----- Information given
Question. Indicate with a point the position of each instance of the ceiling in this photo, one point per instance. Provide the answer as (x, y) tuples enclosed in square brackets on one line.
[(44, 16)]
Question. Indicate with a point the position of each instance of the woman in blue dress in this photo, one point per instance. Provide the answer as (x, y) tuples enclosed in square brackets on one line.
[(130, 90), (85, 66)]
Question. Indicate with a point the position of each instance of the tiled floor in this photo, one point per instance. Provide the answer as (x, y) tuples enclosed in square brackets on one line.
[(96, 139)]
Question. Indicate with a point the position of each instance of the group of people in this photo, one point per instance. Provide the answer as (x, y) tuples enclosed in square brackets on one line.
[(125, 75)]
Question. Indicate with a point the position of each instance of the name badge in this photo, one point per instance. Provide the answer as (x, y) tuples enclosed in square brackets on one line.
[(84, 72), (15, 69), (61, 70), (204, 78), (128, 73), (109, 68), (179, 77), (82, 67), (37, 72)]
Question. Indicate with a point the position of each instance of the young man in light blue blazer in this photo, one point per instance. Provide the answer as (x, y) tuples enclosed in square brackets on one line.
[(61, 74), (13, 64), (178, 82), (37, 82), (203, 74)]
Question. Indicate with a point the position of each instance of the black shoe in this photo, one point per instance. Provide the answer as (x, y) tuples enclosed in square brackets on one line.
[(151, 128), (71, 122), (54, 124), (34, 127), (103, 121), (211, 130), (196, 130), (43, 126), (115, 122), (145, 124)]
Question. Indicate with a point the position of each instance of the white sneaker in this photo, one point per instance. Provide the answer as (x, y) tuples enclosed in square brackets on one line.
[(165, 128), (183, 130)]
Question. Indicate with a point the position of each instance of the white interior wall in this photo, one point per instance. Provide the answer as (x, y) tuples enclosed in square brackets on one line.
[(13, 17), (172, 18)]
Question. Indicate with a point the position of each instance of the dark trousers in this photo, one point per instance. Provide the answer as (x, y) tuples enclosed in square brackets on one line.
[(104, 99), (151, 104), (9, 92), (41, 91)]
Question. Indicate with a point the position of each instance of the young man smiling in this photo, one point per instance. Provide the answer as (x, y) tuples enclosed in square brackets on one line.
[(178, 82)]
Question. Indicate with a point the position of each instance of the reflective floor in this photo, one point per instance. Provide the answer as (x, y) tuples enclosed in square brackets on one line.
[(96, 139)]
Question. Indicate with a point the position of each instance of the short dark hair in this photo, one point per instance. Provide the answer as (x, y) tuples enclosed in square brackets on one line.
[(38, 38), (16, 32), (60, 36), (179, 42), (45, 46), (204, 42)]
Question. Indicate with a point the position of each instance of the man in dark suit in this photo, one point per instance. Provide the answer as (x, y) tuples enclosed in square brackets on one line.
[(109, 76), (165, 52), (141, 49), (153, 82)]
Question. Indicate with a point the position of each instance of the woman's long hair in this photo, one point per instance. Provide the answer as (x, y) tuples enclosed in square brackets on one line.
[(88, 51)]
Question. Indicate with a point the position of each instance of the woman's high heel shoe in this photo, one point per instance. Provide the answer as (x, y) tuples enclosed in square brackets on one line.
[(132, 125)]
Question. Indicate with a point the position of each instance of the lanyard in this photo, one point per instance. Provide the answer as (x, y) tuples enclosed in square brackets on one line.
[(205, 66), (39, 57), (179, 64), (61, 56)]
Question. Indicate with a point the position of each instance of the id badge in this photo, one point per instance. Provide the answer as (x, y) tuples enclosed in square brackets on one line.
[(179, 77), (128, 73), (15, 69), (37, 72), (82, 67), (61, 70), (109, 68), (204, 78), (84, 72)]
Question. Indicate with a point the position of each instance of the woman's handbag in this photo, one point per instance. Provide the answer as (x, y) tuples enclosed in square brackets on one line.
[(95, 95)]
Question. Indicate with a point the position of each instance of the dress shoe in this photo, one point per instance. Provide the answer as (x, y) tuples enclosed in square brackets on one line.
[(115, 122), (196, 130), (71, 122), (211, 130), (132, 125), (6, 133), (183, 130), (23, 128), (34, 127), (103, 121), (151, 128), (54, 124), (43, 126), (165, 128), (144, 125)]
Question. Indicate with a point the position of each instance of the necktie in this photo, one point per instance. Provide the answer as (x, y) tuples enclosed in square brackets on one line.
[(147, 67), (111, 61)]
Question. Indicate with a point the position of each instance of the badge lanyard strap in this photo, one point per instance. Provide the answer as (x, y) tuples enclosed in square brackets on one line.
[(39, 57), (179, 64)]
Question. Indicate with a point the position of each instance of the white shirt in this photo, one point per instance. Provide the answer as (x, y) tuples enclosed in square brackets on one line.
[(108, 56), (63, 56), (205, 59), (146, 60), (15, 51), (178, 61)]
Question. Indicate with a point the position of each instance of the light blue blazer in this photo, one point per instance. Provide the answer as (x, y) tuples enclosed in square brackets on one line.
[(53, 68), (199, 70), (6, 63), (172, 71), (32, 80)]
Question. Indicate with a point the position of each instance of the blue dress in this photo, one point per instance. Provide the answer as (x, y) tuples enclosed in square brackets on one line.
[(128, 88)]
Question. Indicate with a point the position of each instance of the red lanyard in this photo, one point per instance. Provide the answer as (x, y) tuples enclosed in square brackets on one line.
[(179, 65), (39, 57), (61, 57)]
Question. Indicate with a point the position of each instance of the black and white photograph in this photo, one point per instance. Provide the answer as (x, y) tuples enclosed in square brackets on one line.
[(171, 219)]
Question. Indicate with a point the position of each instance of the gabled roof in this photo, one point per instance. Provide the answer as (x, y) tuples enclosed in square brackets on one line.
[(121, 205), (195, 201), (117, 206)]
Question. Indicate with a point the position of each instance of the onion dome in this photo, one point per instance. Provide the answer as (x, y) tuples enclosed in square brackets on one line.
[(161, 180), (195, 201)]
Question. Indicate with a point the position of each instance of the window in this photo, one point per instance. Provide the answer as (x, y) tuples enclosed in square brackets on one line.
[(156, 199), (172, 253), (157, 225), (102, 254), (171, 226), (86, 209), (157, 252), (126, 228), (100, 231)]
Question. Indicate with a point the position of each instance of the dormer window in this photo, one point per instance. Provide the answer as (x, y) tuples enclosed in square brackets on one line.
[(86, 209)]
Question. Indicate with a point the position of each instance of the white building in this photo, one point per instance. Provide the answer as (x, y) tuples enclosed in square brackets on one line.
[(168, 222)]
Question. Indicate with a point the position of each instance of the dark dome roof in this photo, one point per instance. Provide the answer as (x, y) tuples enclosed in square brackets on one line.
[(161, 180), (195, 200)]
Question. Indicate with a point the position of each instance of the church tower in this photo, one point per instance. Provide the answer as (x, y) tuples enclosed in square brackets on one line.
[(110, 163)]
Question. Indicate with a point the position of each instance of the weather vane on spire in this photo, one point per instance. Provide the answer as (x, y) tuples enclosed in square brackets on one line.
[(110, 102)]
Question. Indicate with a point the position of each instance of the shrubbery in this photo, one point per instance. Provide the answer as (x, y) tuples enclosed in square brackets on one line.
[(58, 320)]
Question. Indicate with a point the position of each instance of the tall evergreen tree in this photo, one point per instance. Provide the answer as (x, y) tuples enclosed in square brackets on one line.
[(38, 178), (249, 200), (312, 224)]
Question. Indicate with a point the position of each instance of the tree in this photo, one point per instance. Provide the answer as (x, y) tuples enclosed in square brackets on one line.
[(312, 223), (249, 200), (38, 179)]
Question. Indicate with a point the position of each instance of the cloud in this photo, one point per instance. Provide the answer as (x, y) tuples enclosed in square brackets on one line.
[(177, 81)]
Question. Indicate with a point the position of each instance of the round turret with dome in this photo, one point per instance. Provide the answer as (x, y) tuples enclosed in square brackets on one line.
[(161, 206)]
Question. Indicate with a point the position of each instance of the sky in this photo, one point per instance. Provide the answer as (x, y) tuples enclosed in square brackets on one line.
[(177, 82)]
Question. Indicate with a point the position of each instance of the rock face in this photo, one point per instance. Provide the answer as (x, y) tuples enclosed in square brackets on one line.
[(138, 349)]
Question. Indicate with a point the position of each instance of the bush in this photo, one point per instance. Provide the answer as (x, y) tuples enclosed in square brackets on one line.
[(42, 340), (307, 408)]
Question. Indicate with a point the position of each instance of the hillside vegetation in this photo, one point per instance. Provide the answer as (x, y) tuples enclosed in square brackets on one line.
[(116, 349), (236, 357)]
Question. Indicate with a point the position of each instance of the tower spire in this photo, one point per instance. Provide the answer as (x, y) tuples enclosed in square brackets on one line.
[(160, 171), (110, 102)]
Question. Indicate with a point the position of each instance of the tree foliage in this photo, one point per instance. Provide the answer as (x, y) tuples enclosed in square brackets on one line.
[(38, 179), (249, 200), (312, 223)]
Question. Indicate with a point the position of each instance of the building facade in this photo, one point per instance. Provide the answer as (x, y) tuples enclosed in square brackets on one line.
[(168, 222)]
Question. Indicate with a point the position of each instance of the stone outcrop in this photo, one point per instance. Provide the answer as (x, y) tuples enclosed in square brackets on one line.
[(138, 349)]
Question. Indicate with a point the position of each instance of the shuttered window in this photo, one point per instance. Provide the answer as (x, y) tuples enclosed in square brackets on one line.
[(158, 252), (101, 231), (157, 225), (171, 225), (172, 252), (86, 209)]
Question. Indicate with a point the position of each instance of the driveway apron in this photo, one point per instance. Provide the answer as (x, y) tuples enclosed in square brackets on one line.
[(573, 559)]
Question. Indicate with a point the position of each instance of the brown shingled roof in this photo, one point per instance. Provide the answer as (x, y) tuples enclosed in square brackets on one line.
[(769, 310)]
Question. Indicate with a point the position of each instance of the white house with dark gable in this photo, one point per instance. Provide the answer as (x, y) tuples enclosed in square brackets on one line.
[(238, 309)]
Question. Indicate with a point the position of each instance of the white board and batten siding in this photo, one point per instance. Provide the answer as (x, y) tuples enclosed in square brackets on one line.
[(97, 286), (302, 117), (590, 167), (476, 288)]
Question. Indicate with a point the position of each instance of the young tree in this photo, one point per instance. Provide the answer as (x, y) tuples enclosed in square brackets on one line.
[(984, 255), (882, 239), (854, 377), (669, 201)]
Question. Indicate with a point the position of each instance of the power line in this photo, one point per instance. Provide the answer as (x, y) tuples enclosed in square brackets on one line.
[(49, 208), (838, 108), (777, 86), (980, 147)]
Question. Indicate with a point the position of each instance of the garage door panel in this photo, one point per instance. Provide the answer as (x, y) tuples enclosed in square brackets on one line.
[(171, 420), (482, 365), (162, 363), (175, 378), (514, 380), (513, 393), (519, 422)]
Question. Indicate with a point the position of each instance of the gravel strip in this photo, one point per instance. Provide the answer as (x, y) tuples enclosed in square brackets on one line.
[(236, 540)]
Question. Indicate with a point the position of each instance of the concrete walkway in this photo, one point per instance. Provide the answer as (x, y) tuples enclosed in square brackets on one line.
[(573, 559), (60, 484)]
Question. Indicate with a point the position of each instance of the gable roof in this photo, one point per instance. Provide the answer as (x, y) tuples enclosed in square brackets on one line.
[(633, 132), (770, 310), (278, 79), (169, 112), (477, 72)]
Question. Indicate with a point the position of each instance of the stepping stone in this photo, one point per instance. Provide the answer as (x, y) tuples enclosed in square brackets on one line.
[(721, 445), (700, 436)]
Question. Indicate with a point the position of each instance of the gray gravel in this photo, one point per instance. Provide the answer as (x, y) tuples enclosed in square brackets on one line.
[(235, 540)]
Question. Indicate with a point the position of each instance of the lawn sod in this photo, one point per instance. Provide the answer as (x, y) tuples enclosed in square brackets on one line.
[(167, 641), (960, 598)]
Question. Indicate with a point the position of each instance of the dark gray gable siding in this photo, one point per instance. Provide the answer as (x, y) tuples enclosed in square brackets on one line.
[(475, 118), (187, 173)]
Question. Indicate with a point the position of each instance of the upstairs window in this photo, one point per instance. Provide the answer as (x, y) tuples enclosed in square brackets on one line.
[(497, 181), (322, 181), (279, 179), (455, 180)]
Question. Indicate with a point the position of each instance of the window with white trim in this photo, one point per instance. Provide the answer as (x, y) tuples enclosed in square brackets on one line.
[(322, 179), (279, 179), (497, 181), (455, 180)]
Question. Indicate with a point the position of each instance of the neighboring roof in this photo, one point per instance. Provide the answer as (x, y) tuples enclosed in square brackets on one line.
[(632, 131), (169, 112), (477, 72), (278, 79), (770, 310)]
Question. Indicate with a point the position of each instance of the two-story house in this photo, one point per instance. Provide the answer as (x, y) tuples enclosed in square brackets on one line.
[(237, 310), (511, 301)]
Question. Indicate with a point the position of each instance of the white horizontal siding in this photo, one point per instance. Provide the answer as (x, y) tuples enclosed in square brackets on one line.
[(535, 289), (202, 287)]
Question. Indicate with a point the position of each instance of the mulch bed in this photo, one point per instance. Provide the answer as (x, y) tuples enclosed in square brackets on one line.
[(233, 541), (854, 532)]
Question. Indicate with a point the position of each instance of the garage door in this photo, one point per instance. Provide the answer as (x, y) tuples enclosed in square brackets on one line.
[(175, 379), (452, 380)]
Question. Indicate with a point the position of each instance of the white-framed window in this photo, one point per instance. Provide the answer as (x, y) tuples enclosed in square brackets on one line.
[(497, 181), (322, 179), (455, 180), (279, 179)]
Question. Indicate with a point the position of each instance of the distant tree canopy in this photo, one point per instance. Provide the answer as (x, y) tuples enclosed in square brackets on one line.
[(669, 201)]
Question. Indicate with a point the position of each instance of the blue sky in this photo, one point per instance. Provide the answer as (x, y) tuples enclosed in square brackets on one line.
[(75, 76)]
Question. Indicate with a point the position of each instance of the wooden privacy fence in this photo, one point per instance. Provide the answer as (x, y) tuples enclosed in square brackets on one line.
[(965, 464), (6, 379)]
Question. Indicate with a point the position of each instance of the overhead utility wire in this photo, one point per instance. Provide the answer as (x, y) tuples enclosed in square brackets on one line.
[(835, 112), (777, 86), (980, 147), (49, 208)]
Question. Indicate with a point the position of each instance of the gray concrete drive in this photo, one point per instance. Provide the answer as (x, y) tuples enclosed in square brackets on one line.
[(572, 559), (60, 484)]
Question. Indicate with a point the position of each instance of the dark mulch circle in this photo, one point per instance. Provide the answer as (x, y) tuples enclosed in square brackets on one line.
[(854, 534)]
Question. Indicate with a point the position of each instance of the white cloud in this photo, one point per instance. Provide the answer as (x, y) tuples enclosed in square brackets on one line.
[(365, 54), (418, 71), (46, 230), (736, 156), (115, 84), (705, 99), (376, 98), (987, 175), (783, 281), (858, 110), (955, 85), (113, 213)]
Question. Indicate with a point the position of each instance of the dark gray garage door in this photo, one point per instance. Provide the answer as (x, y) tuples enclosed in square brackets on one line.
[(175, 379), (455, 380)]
----------
Transcribe word for word the lines of the records from the line with "the id badge" up to and including the line with "78), (84, 72)]".

Question. Indicate with a point the position of each instance of the id badge in this photo, one point per instance. Provide the answer as (x, y) tuples enclosed in square brackets on one line.
[(179, 77), (128, 73), (15, 69), (37, 72), (82, 67), (61, 70), (109, 68), (204, 78), (84, 72)]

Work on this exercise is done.